(WHAT THE EXERCISE ASKS): Write out, word for word, the lines in the records below, from the line with "search for drawstring" up to and including the line with "(35, 22), (357, 600)".
• • • •
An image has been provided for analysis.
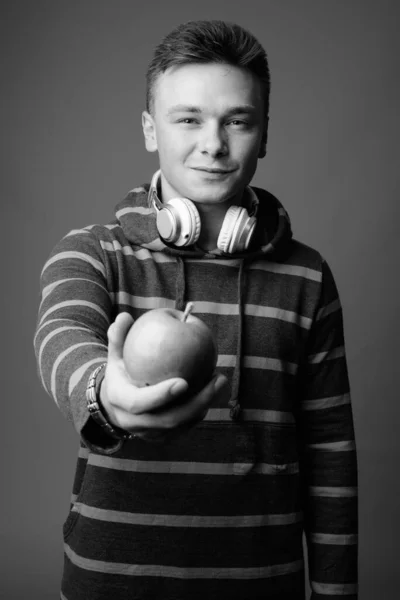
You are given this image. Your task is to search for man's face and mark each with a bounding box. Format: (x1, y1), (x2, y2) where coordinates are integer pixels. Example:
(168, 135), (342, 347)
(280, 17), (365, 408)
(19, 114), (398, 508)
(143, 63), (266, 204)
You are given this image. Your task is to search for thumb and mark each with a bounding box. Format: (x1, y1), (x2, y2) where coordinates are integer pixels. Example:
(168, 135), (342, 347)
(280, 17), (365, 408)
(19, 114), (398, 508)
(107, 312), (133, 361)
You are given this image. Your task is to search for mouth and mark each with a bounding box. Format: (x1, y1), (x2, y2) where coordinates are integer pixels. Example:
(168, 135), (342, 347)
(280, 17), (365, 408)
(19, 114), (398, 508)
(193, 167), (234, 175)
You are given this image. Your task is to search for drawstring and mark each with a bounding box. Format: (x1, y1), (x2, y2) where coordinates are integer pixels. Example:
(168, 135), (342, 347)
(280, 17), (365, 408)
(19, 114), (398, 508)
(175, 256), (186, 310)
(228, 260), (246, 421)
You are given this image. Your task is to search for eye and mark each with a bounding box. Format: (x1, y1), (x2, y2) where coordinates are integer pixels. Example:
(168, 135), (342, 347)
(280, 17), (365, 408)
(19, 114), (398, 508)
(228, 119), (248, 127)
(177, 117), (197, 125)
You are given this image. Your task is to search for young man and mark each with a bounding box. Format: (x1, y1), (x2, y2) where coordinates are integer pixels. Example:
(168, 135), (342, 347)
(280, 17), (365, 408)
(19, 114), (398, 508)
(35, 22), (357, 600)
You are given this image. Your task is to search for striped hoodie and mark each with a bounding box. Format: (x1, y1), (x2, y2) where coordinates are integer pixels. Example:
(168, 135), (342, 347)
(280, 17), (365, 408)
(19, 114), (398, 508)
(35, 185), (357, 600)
• • • •
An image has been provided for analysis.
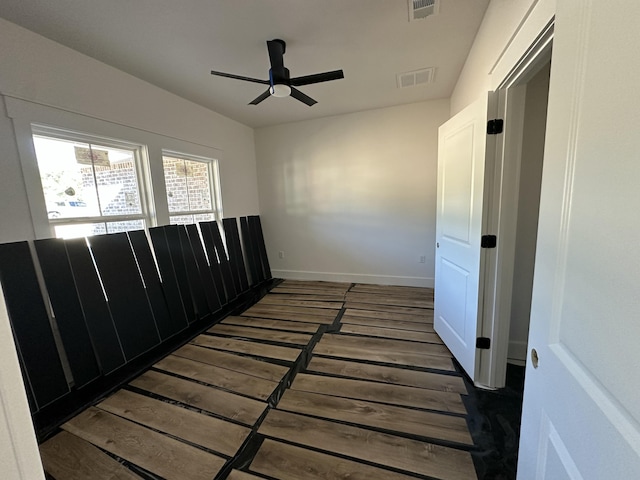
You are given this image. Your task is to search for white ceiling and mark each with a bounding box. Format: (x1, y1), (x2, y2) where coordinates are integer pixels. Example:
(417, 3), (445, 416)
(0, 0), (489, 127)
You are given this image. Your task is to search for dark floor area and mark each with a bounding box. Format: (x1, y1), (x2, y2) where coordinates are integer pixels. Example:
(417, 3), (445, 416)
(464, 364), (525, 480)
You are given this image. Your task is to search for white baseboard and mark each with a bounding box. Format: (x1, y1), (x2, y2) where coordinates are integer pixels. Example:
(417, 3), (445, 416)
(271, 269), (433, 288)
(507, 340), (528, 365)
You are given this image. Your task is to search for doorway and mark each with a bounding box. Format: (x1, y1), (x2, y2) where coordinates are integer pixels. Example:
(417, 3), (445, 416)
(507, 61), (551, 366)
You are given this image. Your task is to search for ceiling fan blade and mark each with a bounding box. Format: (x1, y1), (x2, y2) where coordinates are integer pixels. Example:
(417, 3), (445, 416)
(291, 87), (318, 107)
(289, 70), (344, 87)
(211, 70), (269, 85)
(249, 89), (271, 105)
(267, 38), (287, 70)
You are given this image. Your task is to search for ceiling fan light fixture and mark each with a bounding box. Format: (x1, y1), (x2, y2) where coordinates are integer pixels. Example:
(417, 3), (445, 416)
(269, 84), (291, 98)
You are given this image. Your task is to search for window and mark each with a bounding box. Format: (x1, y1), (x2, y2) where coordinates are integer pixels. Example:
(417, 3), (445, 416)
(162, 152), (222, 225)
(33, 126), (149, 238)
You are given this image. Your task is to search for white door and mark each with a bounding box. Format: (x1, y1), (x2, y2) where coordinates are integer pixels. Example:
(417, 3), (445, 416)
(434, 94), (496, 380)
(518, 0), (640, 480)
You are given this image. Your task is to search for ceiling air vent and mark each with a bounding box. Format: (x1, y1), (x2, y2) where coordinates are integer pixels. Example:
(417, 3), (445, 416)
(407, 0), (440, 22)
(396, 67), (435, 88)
• • • •
(RESPONSE FOR THIS EXERCISE):
You are given this image. Your task is to search for drawstring and mark each with a bounding box. Format: (x1, y1), (x2, y2) where coordinates are integer pixels. Example:
(168, 135), (342, 347)
(280, 17), (365, 408)
(19, 114), (398, 508)
(175, 256), (186, 310)
(228, 260), (246, 421)
You are given this image. Your task is to search for eye and mark each with a bounding box. Format: (x1, y1), (x2, y2) where coordinates are integer pixels. Example:
(168, 135), (342, 347)
(280, 17), (365, 408)
(19, 114), (398, 508)
(228, 119), (248, 127)
(177, 117), (197, 125)
You are given this image. Your task is to search for young man and mark each with a bounding box. Format: (x1, y1), (x2, y2) where coordinates are integer pixels. Example:
(168, 135), (342, 347)
(280, 17), (365, 408)
(19, 114), (398, 508)
(35, 22), (357, 600)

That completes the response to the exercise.